START Passage
However, the Irish still had more than 90 minutes of play to go before they could claim the crown.
The Irish were about to take on Portland in the final. The Pilots went 17-0-2 on the season and won 1-0 in their first two rounds before defeating SMU 4-2. The final remained scoreless.
“It was a hot day and it was going into overtime, we realized, we can do this because we just did what we did on Friday,” Markgraf said. “There’s a confidence that happens, that becomes institutionalized when you’ve had success. You know, it may not be going well but you know you’re going to come out and win and I think that’s what ’95 taught us individually and collectively at the right moments that prepared us in that moment of doubt that you have in a game. Collectively we knew ‘We’re gonna win this. It may not look pretty, but we’re gonna win it.’”
It wasn’t until the third overtime that the Irish were able to break through. Michelle McCarthy was fouled outside of the box, Daws quick-kicked the direct kick past the Portland goalkeeper to end the game. The season would later be described by two-time national coach of the year Chris Petrucelli as a season that “ended the way we all had dreamed about” and Markgraf attributed that to their clarity in the tournament.
END Passage
=== Tasks to complete ===
1. Write out the championship passage from "The Irish were about" up to and including "final remained scoreless.".
2. Extend the championship passage, picking up right after its final sentence.
The rows that come next are separate material, not part of the championship passage.
START Provided records
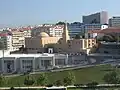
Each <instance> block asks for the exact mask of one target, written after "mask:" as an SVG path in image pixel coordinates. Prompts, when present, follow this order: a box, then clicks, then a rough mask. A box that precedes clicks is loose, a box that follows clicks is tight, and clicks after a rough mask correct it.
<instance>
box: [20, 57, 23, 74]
mask: <svg viewBox="0 0 120 90" xmlns="http://www.w3.org/2000/svg"><path fill="white" fill-rule="evenodd" d="M20 71H22V72H23V63H22V60H21V59H20Z"/></svg>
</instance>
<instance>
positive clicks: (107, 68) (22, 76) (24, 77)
mask: <svg viewBox="0 0 120 90" xmlns="http://www.w3.org/2000/svg"><path fill="white" fill-rule="evenodd" d="M110 69H112V67H111V66H110V65H102V66H96V67H90V68H84V69H77V70H71V72H73V73H74V74H75V77H76V82H75V83H77V84H86V83H89V82H92V81H97V82H99V83H104V81H103V80H102V78H103V76H104V75H105V74H106V73H107V72H110ZM67 72H69V71H62V72H50V73H47V75H48V81H49V83H53V82H54V81H56V80H58V79H60V80H63V78H64V77H65V76H67V74H68V73H67ZM118 72H119V73H120V71H119V70H118ZM33 77H34V78H35V79H37V78H38V77H39V74H36V75H33ZM24 78H25V76H17V77H11V78H7V80H6V81H7V85H6V86H24V85H23V82H24Z"/></svg>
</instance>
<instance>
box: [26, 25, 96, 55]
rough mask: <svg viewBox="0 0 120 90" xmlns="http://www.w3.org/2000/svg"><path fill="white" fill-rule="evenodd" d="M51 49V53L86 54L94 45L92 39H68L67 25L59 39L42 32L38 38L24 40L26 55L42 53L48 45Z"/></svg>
mask: <svg viewBox="0 0 120 90" xmlns="http://www.w3.org/2000/svg"><path fill="white" fill-rule="evenodd" d="M50 44H52V46H50V47H51V48H53V52H58V53H62V52H66V53H69V52H74V53H77V52H85V53H88V51H89V50H88V48H92V47H93V46H94V45H95V44H96V40H95V39H94V38H91V39H89V38H87V39H70V36H69V32H68V28H67V24H66V25H65V27H64V32H63V34H62V38H61V37H50V36H49V35H48V34H47V33H45V32H42V33H40V35H38V37H32V38H26V40H25V46H26V48H27V49H28V53H37V52H44V51H45V49H46V48H49V45H50Z"/></svg>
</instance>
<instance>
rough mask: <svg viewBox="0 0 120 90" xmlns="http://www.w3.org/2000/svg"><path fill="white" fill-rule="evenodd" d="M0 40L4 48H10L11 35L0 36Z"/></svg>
mask: <svg viewBox="0 0 120 90" xmlns="http://www.w3.org/2000/svg"><path fill="white" fill-rule="evenodd" d="M0 40H1V42H2V43H3V45H4V49H5V50H12V36H8V35H6V36H0Z"/></svg>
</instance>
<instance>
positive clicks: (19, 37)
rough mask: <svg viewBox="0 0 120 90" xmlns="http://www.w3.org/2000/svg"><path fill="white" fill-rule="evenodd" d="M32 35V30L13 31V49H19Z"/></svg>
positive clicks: (12, 43) (17, 49) (23, 29)
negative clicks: (29, 37)
mask: <svg viewBox="0 0 120 90" xmlns="http://www.w3.org/2000/svg"><path fill="white" fill-rule="evenodd" d="M26 37H31V30H24V29H23V30H14V31H12V47H13V51H15V50H19V48H20V47H21V46H22V45H25V38H26Z"/></svg>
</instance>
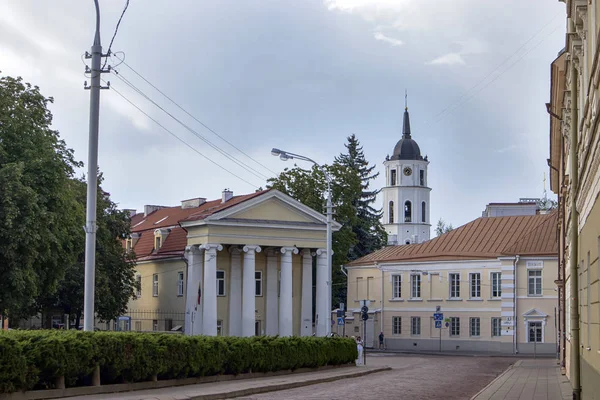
END Provided records
=== Answers per task ===
1.
The Irish were about to take on Portland in the final. The Pilots went 17-0-2 on the season and won 1-0 in their first two rounds before defeating SMU 4-2. The final remained scoreless.

2.
In addition to her defensive MVP title, Markgraf would be named to the NCAA All-Tournament Team but the headspace she was in at that point in her career had forgotten accolades, she said. Instead, she was playing just to play.
“[Winning defensive MVP] didn’t shape anything, to be honest,” Markgraf said. “There were times that yeah, it used to matter to me, probably the year before. But I had learned because I’d been disappointed the year before. I was really good my freshman year but I didn’t get any of the accolades. So ego-wise, I was crushed by that. That’s what actually led me to do a lot of self-reflection. I didn’t make the national team that I got to try out for in December of ‘94, after a strong season. I had a horrible tryout. So that’s what had me spinning a little bit. And then through the fall of ‘95, I just kind of had to deal with it and started to get my priorities on the right track where it was like, I need to play because I love this not because I’m good at it. And that’s what it was [in ‘95]. So yes, it was awesome.”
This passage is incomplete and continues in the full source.